**Source extract**
— start —

Lorie Kane shot 66 in the final round of the Mizuno Classic for a three-day total in regulation of 12-under-par (204) - then she watched and waited as Sophie Gustafson matched her to force a playoff.

For Gustafson it was a first - she had never been in a playoff before - for Kane it was a situation she was becoming more familiar with.

Kane had found herself in a similar situation earlier this fall. Her win at the New Albany Golf Classic was the result of outplaying Mi Hyun Kim in a one-hole playoff. This time around it was Sophie she watched as the Swede made her way up the 18th making birdie, and matching her score after posting her second consecutive 69 of the tournament.

The two players returned to the par-5 18th tee. Gustafson hit into a bunker and tried to recover only to make par, while Kane made birdie after hitting her wedge to within 5 feet and sank the putt. I don't know how to explain what I'm feeling right now, said the five-year veteran. I'm really excited. I can't wait to talk to my mom and dad and tell them.

For Lorie Kane winning once this season was sweet victory while three-times is a charm. It's just been a great year, Kane said. I started off the season just trying to win one golf tournament, and I've won three now. It's a pretty awesome feeling.

It took the Prince Edward Island native almost five years to win on Tour and now it seems as if she knows the secret to success and there's no turning back. I can't say that anything changed in my game technically. It really came from an attitude change, said the Mizuno Champion. Winning is an attitude. You have to think you can win to win. You have to be sharp and not put yourself behind the eight ball. For me, I had to stay focused on saying to myself that I can win and carrying that confidence to the first tee and to the difficult shots that you face out there.

Gustafson has won twice this season in her own right (Chick-fil-A Charity Championship and the Weetabix Women's British Open) yet had to settle for the $79,129 runner-up check after losing the playoff. She played great golf today, said the runner-up. Six-under-par is a tremendous score. At least I made her fight for it. I didn't give it away.

Yuri Fudoh finished in sole possession of third after rounds of 71-65-70 (206) and won $57,743 in the process.

Former Mizuno champion (1997) finished tied for fourth at nine-under-par (207) with Akiko Fukushima, Michie Ohba, Joanne Morley, Kasumi Fujii and Vicki Goetze-Ackerman.

Defending champion Maria Hjorth fell out of the race with a final day score of 74 leaving her tied for 23rd place at five-under-par 211.

— end —

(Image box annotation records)

— start —

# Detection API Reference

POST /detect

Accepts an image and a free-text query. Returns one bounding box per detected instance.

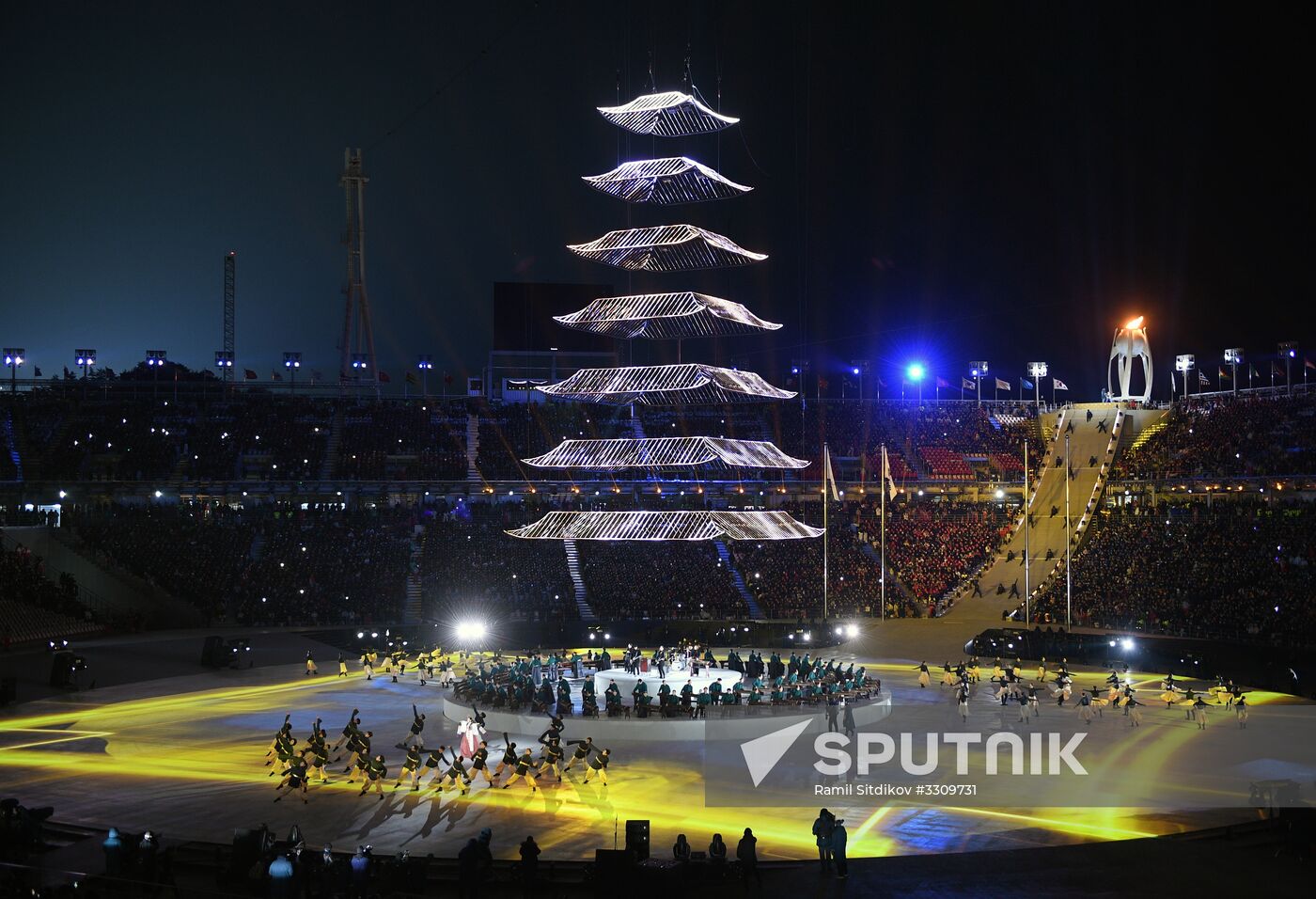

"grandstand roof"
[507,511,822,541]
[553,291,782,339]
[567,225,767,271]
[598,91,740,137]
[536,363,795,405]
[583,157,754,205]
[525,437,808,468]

— end —
— start —

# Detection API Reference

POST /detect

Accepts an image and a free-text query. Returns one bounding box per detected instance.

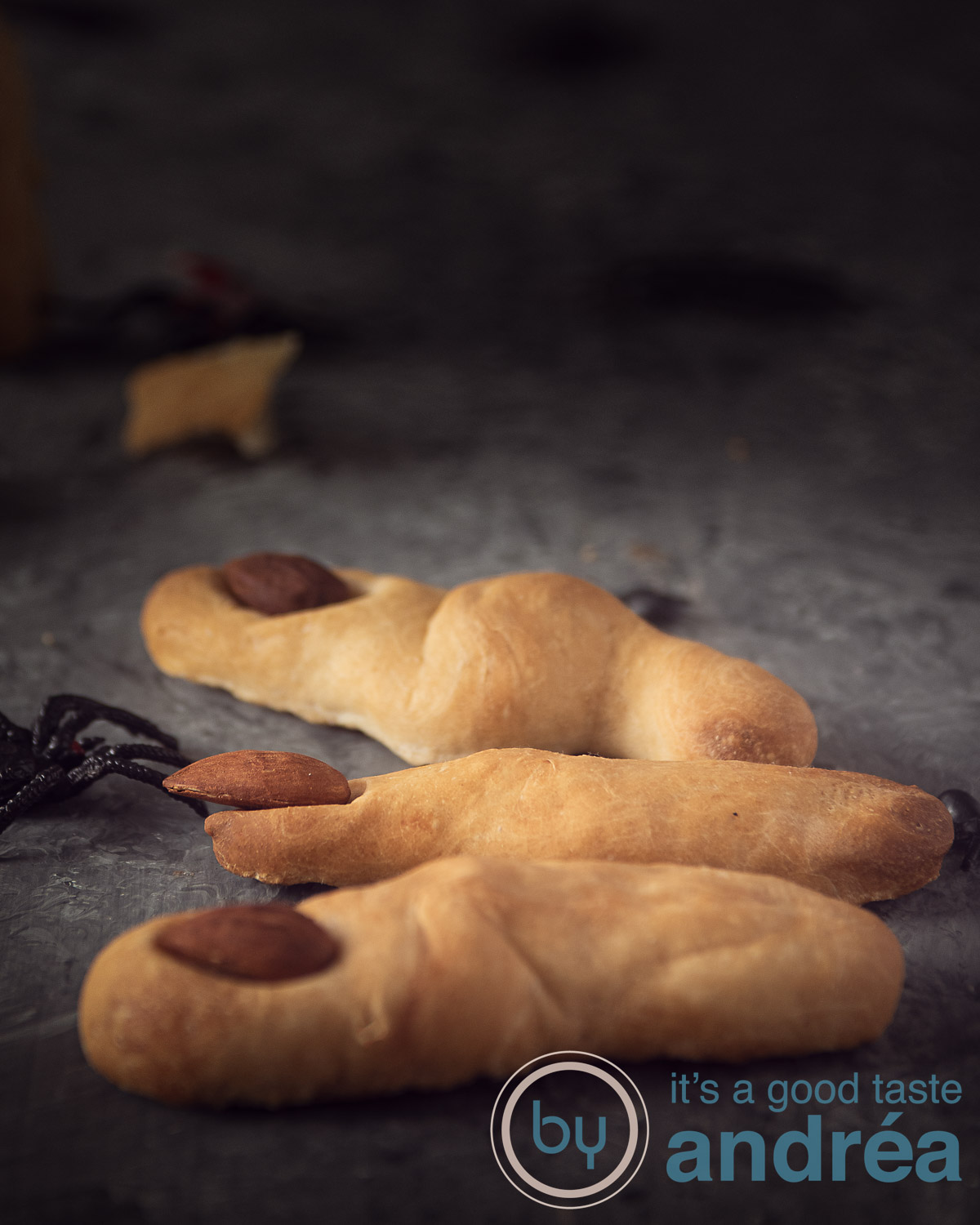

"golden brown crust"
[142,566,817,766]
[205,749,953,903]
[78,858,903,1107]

— end —

**Written tasks**
1: In the Mizuno Classic report, what did Gustafson hit into on the playoff hole?
2: List every golf tournament named in the Mizuno Classic report.

**Full solutions**
1: A bunker.

2: Mizuno Classic, New Albany Golf Classic, Chick-fil-A Charity Championship, Weetabix Women's British Open